Dr Josephine Kasalamwa Wapakabulo, 42, is the founding chief executive officer of the Uganda National Oil Company, a first in the continent’s oil industry. The engineer has a PhD in information technology.
What is your off duty passion?
Travelling, although I don’t get to do it as often as I would want because of my busy schedule. However, I have seven nieces and nephews who keep me busy either driving them to Mbale to see their grandmother or to play tennis.
What would you have been if you had not become who you are today?
A medical doctor. That was my childhood dream and growing up I had toy medical sets and played doctor but I was not very good in chemistry in school and I was afraid of blood. So engineering was a natural second choice.
What signifies your personal style?
Comfort, professional and classic. So simple suits, dresses and items that are easy to wear and allow for quick movement are what I go for because my job is unpredictable.
While in East Africa, where are you most likely to spend your Saturday afternoon?
In my rural home in Mafudu, Mbale (now Sironko district). As a matter of fact, I was there this past Saturday. I love spending time there relaxing on a mat under this big tree in our compound. My late father loved it. I read a book and listen to some of my favourite music. I love Beethoven, just like my father did, in fact Beethoven was his favourite composer.
··········
REQUIRED ACTION A: In the interview with the Uganda National Oil Company chief executive, shorten the paragraph that begins "In my rural home in Mafudu" while keeping its main facts.
REQUIRED ACTION B: Write the next part of the interview with the Uganda National Oil Company chief executive, picking up right after its last answer.

(Records from a collection)
··········
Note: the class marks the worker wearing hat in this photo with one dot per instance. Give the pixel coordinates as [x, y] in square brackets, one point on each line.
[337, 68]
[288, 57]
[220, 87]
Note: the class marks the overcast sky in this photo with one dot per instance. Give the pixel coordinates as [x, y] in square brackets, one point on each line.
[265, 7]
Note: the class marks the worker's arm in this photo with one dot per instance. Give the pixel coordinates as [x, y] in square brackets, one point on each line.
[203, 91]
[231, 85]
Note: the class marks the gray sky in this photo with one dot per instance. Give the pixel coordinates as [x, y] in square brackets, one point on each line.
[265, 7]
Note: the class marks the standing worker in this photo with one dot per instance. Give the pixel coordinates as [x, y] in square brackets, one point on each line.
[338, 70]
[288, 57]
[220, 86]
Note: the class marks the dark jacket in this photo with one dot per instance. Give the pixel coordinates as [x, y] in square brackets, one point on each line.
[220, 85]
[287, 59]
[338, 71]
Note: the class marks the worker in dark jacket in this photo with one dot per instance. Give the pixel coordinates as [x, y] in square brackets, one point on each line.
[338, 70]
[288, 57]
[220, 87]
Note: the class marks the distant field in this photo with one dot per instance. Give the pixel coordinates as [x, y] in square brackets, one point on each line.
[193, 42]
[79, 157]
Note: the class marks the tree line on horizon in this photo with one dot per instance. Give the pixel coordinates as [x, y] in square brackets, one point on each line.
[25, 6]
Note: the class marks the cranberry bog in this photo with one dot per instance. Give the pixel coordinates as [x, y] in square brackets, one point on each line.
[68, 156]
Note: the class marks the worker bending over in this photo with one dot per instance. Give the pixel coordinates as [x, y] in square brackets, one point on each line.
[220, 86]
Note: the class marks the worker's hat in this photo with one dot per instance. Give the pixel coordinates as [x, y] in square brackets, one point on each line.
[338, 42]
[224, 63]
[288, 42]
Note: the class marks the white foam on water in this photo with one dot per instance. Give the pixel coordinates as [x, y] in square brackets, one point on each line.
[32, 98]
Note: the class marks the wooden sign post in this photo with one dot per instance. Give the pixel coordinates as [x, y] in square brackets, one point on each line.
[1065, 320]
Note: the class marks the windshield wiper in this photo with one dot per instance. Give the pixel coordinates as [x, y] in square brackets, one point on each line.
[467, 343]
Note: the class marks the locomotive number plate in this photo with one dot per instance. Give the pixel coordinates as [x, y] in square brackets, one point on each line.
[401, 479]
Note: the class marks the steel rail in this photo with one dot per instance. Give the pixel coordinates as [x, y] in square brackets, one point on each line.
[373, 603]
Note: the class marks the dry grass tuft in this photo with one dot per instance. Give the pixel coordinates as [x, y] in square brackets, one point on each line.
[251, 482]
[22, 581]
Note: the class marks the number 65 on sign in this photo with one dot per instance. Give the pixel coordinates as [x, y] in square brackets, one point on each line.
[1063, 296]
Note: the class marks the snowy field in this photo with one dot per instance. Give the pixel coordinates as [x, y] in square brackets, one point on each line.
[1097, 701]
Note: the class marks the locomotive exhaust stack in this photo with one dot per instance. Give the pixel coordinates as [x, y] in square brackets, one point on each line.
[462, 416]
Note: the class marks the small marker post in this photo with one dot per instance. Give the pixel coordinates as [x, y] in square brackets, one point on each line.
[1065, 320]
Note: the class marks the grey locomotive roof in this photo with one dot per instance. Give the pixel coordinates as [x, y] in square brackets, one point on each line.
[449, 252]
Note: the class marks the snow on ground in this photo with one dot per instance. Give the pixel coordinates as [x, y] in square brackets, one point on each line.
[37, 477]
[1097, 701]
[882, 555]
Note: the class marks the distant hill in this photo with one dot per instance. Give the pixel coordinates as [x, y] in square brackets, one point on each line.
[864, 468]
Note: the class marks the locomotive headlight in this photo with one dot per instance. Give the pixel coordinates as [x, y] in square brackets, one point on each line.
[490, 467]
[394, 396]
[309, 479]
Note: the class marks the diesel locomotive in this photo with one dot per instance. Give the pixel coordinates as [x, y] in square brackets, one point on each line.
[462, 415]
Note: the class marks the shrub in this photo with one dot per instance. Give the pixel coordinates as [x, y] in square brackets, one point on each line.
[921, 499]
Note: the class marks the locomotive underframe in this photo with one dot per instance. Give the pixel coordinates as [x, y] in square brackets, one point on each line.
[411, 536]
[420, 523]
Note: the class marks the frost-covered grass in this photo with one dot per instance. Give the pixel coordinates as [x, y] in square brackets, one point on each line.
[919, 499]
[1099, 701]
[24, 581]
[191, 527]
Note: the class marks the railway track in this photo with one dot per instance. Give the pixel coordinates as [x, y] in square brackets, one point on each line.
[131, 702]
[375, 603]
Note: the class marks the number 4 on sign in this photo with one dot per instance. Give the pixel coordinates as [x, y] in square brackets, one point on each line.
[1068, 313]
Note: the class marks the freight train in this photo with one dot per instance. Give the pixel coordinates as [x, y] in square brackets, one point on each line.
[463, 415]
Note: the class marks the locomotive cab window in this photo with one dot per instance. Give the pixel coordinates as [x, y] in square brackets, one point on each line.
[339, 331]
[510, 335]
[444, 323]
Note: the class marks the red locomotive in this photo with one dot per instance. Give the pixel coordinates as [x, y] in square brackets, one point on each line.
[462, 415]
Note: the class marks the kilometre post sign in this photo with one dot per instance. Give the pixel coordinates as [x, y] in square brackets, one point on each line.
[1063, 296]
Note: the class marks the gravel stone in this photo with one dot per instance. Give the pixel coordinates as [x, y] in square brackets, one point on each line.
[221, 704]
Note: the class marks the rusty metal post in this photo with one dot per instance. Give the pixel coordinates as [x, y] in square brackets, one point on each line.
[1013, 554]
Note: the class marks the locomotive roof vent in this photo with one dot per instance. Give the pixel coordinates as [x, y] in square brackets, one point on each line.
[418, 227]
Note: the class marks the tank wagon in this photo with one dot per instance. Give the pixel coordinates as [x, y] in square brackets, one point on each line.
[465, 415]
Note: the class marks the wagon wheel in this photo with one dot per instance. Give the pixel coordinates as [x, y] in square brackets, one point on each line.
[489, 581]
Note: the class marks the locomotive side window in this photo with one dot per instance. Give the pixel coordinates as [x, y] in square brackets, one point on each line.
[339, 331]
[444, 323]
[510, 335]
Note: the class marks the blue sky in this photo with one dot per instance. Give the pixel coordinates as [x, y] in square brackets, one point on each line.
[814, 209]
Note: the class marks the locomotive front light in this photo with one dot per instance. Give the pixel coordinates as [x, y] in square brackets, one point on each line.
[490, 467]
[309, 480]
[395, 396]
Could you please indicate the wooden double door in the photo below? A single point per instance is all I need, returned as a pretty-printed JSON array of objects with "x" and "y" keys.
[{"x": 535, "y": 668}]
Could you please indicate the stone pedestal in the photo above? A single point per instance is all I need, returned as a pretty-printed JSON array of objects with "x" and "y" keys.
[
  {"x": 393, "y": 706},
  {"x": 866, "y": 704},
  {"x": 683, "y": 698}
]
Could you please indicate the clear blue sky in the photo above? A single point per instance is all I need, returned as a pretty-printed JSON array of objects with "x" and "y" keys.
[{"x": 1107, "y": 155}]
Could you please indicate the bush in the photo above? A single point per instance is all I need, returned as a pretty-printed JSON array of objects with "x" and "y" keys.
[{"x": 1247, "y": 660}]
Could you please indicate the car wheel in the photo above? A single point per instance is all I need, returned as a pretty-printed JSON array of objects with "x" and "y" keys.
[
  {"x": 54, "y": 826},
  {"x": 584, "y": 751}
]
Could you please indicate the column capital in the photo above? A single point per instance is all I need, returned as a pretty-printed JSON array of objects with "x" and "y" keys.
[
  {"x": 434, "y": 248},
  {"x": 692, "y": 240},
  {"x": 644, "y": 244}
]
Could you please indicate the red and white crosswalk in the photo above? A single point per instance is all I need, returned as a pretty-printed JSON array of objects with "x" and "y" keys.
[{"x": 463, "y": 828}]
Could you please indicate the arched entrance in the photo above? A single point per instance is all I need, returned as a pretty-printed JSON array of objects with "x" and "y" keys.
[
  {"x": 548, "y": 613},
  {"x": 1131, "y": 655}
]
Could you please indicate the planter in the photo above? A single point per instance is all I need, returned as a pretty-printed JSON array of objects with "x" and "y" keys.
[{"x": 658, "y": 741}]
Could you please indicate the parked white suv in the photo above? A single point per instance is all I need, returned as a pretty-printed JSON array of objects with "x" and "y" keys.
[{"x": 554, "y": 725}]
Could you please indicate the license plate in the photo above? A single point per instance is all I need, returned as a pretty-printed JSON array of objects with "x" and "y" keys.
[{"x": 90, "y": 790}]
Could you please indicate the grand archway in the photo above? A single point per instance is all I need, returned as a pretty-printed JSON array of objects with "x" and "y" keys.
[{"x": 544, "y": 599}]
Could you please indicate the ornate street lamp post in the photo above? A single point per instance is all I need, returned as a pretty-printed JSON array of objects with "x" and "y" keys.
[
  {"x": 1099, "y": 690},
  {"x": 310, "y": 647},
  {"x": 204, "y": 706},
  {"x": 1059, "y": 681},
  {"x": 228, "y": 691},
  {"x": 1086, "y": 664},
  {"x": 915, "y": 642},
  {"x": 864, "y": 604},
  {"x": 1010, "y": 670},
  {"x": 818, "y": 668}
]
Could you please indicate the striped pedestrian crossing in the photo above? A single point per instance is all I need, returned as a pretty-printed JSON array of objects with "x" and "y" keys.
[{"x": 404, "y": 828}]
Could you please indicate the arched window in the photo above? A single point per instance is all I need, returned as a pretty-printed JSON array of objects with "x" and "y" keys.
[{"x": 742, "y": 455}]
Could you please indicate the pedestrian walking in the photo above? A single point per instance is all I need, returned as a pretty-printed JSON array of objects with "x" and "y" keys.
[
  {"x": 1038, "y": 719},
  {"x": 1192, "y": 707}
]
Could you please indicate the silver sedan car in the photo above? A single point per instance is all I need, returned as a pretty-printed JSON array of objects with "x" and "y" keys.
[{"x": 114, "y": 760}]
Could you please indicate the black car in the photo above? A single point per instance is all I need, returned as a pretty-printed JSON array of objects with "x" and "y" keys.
··········
EXERCISE ANSWER A: Most likely at my rural home in Mafudu, Mbale (now Sironko district), where I spent this past Saturday. I love relaxing there on a mat under the big tree in our compound, which my late father loved, reading a book and listening to favorite music, especially Beethoven, who was also his favorite composer.

EXERCISE ANSWER B:
Do you have a must visit list?
Yes I do. I would like to see more of West Africa. So far I have only been to Gabon but Ghana and Nigeria are on my list since they present an opportunity for me to mix work and pleasure being oil producing countries. I was born in Arusha and I have Mt Kilimanjaro on my to do list since I have climbed Mt Elgon which is in my home area.
What, in your view, is East Africa’s greatest strength?
The people. We have a sense of unity even with our differences. Second, East Africa is unique in that it has the Serengeti, the Ngorongoro Crater (the home of the Olduvai Gorge, site of the oldest human fossils), the River Nile and Mount Kilimanjaro, four of the seven natural wonders of Africa.
What is your best collection?
Music. I listen to all kinds of music but I love my African collection from Mbilia Bel, Pepe Kale, Madilu system to Brenda Fassie. Some of it was influenced by my parents who exposed me to ‘classic’ African music.
What is the most thoughtful gift you have received?
On my 21st birthday, my best friends threw me a surprise party. It was beyond a gift, it was such a special moment.
What is the best gift you have given?
When I completed my PhD studies, my thesis was published as a book, you can still get it on Amazon, so when I got the first hard copy I signed it and gave it to my mother to thank her for all that she had done for me. She still has the book.
What big book have you read recently?
I am reading Fire and Fury by Michael Wolff. I was intrigued by all the headlines and I wanted to understand. I haven’t finished reading it and although it is based on a personal account I think it is interesting.
Which is your favourite website?
With a background in information technology, I am a natural information junkie. There are at least 10 websites that I read every morning and it would be hard to pick one as a favourite. My friends and family tease me about it because I love gathering information.
Why do you find oil and gas exciting?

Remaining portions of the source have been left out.